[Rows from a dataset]
★ ★ ★ ★ ★

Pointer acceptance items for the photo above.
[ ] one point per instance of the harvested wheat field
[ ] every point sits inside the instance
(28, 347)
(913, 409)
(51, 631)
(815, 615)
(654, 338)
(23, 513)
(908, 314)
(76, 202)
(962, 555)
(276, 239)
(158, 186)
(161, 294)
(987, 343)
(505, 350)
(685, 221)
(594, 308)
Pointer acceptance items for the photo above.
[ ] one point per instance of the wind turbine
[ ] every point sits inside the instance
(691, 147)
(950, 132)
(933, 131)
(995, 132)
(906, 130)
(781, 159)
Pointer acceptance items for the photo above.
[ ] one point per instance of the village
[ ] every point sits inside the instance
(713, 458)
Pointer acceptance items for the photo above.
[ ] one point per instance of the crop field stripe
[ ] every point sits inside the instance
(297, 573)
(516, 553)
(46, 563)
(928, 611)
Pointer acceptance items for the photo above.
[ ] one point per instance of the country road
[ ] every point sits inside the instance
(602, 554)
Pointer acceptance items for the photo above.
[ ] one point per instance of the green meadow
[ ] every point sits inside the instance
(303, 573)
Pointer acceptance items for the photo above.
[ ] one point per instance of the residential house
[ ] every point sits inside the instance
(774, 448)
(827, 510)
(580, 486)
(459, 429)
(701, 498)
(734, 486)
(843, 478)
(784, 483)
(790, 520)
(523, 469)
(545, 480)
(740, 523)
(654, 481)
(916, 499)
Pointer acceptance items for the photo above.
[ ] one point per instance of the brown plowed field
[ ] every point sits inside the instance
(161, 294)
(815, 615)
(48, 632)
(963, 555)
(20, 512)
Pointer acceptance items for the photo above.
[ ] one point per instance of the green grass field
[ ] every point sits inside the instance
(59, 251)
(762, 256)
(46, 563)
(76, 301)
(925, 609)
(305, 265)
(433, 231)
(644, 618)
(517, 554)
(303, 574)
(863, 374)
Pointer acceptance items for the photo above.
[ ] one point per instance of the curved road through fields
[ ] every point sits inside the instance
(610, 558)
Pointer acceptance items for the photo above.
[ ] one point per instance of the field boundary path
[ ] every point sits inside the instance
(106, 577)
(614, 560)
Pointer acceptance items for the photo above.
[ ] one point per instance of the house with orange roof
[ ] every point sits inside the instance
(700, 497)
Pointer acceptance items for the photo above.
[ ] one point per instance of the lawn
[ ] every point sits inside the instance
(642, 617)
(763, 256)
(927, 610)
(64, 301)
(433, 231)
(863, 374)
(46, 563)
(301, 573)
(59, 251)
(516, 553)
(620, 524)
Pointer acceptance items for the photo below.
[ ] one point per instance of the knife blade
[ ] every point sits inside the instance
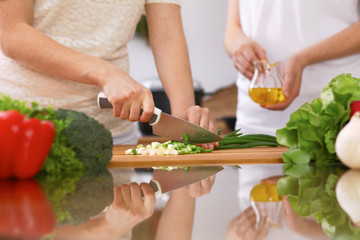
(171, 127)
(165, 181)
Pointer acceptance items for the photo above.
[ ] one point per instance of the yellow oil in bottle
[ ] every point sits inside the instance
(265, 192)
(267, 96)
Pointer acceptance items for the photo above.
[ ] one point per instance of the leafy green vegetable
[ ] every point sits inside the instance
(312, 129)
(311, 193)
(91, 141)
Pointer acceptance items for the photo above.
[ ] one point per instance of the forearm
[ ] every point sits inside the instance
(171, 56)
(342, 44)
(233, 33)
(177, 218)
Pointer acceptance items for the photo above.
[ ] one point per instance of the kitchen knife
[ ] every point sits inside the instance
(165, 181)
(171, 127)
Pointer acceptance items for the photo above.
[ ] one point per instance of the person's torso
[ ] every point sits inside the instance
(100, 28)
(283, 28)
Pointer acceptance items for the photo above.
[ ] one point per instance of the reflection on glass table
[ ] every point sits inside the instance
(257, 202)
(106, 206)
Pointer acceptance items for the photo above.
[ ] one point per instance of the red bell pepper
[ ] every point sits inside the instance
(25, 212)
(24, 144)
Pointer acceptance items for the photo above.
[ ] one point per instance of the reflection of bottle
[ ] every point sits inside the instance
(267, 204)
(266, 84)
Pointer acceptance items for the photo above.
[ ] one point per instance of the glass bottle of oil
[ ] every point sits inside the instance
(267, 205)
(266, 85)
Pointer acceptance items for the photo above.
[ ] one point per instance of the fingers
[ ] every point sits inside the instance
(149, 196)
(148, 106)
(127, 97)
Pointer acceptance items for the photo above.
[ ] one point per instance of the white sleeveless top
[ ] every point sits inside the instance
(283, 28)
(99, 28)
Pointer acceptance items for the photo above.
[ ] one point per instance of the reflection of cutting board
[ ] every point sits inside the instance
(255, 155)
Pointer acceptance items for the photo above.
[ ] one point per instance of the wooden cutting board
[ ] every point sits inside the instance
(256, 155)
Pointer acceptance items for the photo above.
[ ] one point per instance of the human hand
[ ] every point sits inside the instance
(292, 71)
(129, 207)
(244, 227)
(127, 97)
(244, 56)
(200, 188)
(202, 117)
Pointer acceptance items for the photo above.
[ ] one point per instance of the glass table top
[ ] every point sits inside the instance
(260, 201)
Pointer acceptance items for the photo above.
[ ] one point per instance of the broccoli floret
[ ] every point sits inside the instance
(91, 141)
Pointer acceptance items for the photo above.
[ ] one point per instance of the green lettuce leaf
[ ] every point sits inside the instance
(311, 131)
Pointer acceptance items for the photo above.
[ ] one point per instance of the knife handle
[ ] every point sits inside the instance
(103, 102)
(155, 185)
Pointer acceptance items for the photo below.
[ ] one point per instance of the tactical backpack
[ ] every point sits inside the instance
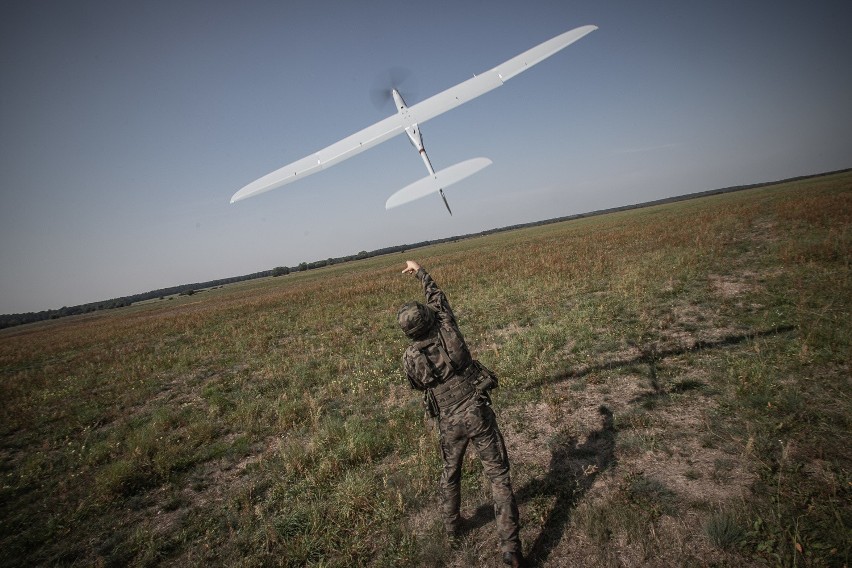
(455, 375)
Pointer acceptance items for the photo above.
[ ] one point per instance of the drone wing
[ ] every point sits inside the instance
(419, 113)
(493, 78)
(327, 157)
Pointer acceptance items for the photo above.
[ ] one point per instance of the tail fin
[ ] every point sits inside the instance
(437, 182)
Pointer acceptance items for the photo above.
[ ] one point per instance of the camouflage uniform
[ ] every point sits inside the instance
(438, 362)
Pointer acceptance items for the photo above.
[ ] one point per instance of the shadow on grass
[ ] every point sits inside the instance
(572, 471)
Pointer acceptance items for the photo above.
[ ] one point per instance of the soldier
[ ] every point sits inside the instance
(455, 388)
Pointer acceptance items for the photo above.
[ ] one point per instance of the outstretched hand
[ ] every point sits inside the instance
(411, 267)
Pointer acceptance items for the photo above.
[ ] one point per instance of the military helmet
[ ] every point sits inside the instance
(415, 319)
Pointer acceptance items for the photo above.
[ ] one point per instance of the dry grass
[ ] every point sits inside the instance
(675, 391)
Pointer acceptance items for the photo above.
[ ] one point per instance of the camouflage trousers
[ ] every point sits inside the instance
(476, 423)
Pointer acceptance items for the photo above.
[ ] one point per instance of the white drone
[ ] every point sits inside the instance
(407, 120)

★ ★ ★ ★ ★

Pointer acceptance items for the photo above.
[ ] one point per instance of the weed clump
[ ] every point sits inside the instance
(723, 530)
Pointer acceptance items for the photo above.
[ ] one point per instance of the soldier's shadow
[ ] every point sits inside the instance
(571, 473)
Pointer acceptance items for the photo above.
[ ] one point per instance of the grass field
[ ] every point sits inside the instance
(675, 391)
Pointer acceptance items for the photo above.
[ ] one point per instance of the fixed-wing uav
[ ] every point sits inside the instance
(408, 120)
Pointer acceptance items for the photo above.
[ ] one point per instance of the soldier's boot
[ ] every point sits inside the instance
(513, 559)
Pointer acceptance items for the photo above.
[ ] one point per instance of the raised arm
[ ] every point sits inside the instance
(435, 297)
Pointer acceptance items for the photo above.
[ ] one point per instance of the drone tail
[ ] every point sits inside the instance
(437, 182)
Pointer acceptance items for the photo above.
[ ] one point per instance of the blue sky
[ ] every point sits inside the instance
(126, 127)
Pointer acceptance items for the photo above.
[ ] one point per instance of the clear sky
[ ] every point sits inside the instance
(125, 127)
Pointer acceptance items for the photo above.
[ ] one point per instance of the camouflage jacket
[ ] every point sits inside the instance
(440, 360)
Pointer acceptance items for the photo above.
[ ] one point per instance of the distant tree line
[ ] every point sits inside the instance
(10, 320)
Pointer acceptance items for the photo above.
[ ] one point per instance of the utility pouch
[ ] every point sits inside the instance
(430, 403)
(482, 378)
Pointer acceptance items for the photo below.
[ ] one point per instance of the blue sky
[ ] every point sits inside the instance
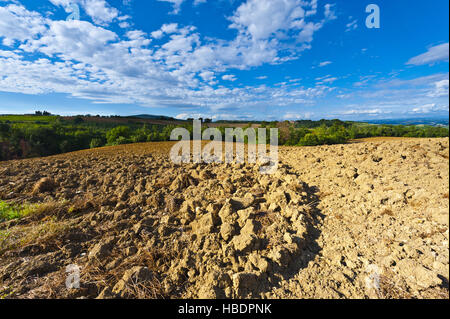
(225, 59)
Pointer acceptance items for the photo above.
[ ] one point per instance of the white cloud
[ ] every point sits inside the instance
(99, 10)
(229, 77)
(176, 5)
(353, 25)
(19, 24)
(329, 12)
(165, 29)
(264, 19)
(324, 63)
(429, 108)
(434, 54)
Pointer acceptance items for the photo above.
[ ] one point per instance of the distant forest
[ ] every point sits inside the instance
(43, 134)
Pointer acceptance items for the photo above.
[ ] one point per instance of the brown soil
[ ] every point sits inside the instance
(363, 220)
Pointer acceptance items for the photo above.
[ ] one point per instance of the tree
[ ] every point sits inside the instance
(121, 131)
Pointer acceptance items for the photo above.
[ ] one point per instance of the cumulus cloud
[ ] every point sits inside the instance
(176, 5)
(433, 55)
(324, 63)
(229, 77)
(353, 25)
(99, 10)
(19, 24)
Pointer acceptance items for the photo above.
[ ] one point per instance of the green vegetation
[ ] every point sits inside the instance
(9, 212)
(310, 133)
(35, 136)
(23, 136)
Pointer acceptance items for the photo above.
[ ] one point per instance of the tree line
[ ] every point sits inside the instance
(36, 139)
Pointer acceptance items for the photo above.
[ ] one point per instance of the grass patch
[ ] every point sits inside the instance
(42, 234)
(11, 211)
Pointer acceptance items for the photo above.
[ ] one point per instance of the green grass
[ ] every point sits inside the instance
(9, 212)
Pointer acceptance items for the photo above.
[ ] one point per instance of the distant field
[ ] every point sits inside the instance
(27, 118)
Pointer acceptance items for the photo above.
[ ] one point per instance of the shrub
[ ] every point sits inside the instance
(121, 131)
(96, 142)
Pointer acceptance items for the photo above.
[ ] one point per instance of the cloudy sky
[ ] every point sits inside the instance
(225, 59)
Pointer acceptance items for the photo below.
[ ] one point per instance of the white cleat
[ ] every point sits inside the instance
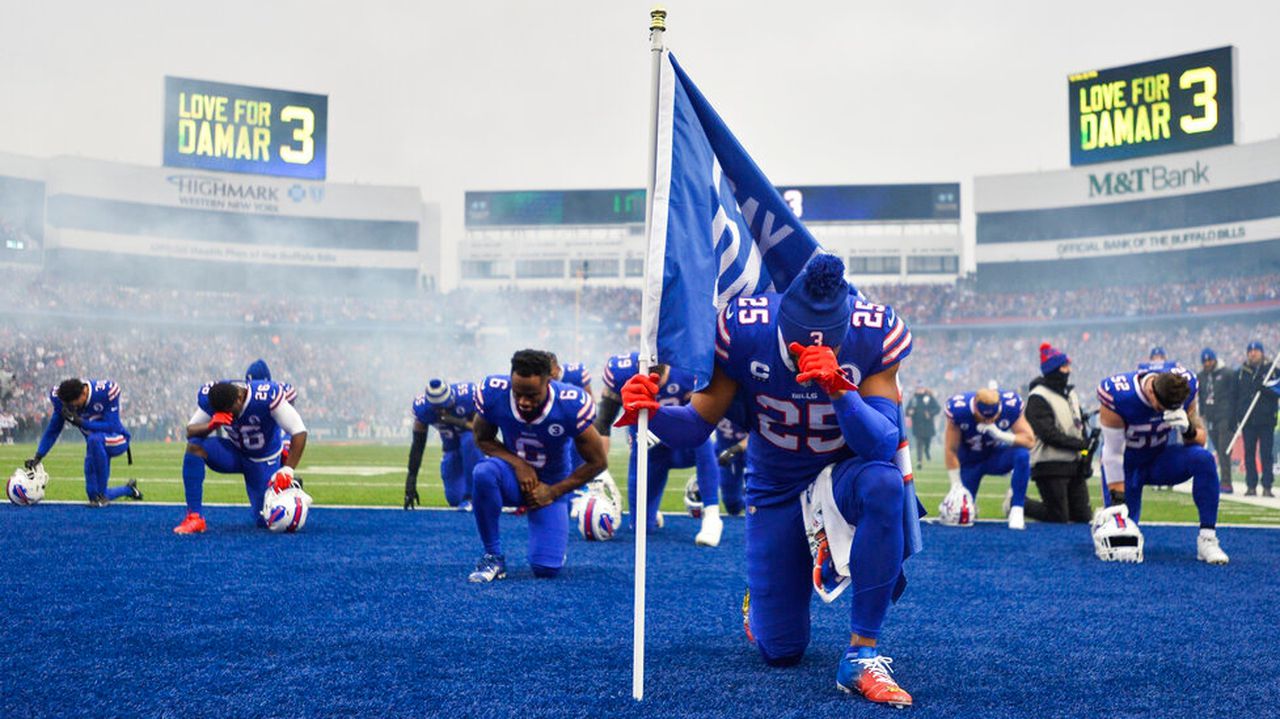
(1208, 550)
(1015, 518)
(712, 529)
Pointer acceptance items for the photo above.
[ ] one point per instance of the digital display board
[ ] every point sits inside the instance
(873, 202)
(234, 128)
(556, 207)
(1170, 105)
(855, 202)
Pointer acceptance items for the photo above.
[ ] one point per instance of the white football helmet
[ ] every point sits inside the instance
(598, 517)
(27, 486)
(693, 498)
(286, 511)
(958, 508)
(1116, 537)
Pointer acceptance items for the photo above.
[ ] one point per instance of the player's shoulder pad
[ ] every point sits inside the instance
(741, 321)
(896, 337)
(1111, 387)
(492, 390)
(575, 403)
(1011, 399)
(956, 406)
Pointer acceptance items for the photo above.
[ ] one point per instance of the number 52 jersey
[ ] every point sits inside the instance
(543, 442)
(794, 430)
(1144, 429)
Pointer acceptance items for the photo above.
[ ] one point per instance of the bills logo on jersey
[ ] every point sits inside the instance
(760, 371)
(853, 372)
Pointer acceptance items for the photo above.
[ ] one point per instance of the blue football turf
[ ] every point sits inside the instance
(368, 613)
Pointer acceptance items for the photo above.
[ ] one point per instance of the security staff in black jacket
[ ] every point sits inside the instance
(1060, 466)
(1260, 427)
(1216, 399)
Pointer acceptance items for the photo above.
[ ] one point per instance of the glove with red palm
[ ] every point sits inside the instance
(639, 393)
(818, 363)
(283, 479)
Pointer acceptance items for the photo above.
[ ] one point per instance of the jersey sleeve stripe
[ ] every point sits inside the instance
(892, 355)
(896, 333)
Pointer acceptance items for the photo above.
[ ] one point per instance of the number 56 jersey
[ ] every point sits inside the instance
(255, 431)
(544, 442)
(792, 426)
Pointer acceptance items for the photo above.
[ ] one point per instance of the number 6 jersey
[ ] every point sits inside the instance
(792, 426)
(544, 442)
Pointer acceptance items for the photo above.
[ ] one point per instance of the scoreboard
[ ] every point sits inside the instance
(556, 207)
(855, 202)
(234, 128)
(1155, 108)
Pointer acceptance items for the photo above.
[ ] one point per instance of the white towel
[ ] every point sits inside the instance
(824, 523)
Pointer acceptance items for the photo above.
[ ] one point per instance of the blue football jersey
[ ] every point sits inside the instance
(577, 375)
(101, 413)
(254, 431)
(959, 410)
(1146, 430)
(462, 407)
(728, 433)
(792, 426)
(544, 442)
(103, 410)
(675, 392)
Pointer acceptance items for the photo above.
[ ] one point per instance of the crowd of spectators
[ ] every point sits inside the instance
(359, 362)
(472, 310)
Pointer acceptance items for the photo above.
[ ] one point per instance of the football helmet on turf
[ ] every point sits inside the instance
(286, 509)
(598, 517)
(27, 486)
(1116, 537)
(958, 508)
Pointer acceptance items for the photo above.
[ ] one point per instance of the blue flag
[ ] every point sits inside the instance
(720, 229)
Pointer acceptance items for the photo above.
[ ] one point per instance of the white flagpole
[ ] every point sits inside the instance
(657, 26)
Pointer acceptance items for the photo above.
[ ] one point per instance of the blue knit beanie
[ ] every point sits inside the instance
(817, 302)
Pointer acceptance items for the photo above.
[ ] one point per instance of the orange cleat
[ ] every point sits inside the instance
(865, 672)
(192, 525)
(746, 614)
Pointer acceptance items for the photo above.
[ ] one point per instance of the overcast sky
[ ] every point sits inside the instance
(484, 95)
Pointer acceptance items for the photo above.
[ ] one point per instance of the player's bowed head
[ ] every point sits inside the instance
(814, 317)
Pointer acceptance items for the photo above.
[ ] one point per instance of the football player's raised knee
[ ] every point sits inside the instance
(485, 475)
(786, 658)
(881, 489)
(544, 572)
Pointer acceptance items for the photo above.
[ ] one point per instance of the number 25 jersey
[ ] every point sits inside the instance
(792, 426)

★ ★ ★ ★ ★

- PROBLEM REQUIREMENTS
How many lines in the material above contain the string "grass"? Case counts. Reply with only the number.

- COMPLETE ANSWER
6